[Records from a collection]
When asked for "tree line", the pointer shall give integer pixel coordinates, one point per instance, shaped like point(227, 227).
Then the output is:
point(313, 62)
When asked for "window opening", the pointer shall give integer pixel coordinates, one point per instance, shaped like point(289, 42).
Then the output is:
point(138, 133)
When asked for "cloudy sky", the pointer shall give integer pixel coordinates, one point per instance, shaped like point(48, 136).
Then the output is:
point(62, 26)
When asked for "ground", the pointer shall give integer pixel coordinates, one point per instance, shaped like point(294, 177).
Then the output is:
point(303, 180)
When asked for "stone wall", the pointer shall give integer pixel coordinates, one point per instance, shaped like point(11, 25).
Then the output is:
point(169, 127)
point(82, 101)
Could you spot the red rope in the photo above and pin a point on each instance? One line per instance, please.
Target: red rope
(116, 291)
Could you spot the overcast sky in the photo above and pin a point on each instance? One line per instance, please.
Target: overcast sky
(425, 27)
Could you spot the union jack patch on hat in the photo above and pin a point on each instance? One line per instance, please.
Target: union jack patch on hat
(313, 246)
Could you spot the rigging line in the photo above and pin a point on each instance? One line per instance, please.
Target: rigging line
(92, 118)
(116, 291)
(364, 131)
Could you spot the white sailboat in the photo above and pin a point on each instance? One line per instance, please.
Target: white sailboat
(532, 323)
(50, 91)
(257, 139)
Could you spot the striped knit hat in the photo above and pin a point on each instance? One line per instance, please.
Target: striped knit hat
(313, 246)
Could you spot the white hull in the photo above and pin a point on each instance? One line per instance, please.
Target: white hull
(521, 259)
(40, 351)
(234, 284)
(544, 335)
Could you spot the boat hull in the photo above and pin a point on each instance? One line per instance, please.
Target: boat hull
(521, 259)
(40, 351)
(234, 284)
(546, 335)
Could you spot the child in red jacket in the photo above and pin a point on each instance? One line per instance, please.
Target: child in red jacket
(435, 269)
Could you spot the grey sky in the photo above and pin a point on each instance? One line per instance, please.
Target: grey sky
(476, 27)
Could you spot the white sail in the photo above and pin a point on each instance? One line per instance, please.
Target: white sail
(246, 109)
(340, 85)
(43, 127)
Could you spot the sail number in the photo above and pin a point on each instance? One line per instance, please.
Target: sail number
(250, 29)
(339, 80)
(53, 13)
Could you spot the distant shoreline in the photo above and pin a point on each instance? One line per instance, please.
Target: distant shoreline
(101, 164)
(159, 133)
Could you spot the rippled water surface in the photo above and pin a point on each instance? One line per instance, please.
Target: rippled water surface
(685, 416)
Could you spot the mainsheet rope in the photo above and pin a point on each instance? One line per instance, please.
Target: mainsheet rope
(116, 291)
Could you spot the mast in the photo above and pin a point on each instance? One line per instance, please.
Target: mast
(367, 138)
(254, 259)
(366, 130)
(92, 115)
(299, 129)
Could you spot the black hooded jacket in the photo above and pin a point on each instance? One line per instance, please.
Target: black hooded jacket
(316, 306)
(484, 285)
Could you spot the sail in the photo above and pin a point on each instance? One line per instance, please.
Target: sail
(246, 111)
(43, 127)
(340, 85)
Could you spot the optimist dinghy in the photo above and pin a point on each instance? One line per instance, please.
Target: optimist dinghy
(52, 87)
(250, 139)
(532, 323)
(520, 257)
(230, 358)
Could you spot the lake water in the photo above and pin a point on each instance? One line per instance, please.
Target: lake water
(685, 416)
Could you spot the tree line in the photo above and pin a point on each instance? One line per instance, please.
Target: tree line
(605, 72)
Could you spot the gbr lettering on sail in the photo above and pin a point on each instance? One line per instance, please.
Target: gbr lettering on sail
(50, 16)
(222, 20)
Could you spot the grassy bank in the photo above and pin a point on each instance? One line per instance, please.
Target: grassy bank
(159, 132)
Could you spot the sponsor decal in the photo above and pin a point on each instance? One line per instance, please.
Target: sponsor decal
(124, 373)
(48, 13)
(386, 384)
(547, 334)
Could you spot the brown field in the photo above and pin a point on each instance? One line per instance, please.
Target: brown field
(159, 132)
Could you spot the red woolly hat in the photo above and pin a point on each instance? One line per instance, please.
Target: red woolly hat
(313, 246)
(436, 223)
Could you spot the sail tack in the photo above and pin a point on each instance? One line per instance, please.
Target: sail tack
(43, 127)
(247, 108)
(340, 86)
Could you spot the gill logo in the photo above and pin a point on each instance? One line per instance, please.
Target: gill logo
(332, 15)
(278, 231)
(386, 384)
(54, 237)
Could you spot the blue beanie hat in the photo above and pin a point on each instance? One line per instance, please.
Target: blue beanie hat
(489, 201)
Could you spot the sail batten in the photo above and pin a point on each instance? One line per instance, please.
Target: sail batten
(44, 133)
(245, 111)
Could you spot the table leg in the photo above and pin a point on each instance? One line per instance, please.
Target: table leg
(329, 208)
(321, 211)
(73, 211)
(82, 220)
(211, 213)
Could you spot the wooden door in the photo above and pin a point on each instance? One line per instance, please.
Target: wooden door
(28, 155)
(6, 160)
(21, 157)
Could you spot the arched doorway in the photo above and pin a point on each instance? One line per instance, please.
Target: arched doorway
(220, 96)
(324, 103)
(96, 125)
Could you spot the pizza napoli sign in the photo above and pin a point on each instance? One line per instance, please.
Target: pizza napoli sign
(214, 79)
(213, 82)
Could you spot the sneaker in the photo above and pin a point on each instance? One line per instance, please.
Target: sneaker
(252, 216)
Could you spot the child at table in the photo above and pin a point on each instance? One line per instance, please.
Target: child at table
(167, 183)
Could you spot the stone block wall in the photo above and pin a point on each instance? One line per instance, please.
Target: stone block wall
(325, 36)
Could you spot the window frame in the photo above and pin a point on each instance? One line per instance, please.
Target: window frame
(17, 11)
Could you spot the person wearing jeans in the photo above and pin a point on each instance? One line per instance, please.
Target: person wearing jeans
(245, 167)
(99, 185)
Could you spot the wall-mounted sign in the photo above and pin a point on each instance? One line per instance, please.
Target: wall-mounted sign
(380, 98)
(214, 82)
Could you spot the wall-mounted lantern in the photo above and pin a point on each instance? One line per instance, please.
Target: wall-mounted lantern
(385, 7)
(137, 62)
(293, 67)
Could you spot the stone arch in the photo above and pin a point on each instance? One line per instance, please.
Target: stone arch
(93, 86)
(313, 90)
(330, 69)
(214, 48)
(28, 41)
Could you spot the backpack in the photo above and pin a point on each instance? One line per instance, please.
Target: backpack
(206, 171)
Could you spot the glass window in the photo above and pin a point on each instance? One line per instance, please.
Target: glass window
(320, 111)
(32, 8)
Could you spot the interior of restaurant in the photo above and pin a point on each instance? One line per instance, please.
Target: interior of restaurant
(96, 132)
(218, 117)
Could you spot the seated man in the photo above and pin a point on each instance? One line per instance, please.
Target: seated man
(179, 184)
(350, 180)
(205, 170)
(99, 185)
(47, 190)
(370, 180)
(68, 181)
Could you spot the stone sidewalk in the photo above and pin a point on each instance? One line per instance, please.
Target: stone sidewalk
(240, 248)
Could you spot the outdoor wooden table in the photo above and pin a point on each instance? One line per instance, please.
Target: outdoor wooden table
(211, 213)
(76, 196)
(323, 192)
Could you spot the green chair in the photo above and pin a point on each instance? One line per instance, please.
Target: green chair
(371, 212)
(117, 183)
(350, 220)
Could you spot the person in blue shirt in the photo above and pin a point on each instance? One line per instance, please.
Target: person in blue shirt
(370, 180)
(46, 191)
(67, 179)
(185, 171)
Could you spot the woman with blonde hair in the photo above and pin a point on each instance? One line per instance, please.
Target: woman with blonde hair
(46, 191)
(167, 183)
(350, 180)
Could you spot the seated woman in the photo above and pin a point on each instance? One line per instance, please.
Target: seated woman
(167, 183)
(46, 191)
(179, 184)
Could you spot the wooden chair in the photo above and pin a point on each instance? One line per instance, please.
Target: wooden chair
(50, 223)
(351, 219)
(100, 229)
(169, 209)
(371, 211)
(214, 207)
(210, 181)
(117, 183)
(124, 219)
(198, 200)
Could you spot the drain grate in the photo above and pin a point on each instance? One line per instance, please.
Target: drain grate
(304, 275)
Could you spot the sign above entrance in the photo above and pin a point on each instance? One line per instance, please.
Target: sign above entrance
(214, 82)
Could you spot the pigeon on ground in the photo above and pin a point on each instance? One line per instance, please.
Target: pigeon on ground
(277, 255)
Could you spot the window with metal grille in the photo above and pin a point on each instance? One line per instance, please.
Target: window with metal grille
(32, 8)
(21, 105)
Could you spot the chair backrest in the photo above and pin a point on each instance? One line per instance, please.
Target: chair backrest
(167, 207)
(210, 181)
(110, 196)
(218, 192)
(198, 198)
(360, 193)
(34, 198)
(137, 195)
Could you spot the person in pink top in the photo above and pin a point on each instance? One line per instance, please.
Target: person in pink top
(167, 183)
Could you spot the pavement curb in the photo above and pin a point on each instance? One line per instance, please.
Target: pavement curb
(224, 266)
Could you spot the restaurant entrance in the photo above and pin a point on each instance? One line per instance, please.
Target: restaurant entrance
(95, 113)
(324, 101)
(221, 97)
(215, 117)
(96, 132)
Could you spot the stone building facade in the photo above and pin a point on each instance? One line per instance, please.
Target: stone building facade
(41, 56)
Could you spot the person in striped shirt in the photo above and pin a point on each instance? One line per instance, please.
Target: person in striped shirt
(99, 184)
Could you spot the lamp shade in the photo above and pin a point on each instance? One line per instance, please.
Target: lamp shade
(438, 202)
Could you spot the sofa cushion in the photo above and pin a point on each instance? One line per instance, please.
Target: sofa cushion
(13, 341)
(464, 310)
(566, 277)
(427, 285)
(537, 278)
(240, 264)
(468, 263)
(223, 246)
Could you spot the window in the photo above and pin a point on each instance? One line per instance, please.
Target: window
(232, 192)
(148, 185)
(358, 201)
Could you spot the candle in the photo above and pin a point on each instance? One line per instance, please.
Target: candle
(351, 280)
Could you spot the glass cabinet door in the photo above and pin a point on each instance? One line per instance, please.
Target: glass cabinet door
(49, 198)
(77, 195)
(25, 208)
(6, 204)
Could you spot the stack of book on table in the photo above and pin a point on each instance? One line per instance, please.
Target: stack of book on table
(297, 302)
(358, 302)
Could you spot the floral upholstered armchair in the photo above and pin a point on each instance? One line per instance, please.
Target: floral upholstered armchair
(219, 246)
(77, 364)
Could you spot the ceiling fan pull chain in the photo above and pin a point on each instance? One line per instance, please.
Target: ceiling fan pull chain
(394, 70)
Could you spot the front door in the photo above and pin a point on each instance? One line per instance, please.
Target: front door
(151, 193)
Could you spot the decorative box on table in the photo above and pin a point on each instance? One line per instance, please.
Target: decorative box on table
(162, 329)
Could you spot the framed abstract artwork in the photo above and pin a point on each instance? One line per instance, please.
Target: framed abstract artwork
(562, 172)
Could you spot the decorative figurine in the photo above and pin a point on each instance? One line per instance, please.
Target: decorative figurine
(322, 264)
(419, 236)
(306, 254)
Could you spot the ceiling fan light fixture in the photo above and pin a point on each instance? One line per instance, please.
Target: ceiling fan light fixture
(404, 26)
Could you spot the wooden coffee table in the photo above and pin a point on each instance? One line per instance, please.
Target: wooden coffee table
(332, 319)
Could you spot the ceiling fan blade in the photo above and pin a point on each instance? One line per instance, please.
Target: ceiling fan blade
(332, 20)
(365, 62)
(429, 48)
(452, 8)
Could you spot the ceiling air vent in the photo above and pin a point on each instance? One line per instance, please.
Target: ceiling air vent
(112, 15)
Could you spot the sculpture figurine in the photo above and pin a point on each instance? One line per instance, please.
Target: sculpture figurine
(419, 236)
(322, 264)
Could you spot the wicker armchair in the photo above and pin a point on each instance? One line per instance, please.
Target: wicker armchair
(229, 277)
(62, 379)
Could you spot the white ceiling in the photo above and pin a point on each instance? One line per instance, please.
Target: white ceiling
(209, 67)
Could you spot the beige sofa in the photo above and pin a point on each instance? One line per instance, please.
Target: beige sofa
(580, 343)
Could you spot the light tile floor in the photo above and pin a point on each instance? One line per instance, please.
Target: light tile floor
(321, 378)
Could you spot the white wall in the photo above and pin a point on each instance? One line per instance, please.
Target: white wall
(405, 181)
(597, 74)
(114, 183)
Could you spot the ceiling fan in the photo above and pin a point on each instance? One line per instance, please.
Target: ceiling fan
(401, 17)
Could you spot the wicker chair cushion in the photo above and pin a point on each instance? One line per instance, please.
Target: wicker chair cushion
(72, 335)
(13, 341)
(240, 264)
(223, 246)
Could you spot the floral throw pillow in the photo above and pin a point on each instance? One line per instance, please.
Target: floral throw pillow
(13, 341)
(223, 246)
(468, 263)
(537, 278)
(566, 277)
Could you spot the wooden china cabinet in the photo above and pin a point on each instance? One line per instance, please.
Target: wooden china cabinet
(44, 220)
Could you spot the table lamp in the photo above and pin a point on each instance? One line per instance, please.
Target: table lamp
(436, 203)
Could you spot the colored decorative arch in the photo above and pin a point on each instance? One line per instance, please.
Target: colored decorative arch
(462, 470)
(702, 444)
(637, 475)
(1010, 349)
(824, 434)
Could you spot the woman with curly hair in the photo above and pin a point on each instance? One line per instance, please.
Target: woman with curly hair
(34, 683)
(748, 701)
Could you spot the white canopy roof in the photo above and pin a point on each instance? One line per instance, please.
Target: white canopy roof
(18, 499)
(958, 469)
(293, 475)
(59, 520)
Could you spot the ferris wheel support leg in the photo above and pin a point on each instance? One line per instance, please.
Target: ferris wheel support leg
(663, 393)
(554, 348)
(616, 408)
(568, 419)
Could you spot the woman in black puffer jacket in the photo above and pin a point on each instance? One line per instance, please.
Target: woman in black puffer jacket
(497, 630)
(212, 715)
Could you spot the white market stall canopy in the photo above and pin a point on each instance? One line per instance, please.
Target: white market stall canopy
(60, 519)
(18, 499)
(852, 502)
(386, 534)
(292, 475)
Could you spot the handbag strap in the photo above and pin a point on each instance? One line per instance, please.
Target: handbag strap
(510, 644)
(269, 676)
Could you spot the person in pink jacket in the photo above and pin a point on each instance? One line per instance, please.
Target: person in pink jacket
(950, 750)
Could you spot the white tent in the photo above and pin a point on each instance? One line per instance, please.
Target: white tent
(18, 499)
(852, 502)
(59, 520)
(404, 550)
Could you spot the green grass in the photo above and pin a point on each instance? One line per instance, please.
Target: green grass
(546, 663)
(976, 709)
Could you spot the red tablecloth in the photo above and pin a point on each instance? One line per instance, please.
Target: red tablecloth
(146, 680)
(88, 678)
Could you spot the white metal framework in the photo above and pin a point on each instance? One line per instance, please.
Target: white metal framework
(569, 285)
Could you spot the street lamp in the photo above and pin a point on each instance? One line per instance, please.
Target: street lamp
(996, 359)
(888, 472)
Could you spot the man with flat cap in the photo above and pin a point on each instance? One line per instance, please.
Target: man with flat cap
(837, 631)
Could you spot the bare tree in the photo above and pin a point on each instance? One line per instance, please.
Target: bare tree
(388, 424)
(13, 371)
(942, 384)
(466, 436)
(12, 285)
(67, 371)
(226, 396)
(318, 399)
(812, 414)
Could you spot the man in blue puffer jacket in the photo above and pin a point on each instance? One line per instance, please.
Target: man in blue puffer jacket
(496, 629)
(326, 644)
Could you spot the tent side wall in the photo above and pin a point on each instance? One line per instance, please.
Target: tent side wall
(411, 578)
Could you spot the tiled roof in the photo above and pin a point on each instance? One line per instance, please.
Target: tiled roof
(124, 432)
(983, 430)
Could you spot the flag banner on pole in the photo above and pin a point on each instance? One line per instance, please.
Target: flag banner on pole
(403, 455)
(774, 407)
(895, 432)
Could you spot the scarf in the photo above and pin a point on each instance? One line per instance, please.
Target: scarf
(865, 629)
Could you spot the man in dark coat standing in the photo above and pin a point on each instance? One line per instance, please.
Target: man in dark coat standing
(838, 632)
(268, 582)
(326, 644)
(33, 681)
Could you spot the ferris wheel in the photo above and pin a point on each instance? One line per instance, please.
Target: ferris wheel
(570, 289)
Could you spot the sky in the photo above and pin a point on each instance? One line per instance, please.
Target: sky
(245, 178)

## TASK TO CARRY OUT
When you reach the line containing "Target: person in striped shirt" in the data above, start copying exactly, and stop after the line containing "Could you spot the stack".

## ANSWER SPACE
Target: person in striped shirt
(99, 184)
Could you spot the lamp shade in the photo above and pin a point on each instance? One line per instance, please.
Target: lamp shade
(438, 202)
Could you spot the sofa cushion in the photo above and pin a point on each instance? One line per instance, please.
Target: sofa cushion
(13, 341)
(464, 310)
(566, 277)
(427, 285)
(537, 278)
(240, 264)
(468, 263)
(223, 246)
Could you spot the window in the photo above and pin a point on each instance? One line per instance, please.
Target: window
(232, 192)
(148, 185)
(358, 201)
Could you spot the candle in the photo above and pin a point on each instance? One line per instance, please.
Target: candle
(351, 280)
Could you spot the glass cabinet door in the photo above and pin a point on each instance? One line per instance, please.
Target: glass cabinet door
(49, 198)
(77, 195)
(25, 208)
(6, 204)
Could you spot the stack of book on table in the photo above and pin a point on each instance? One line per instance, please.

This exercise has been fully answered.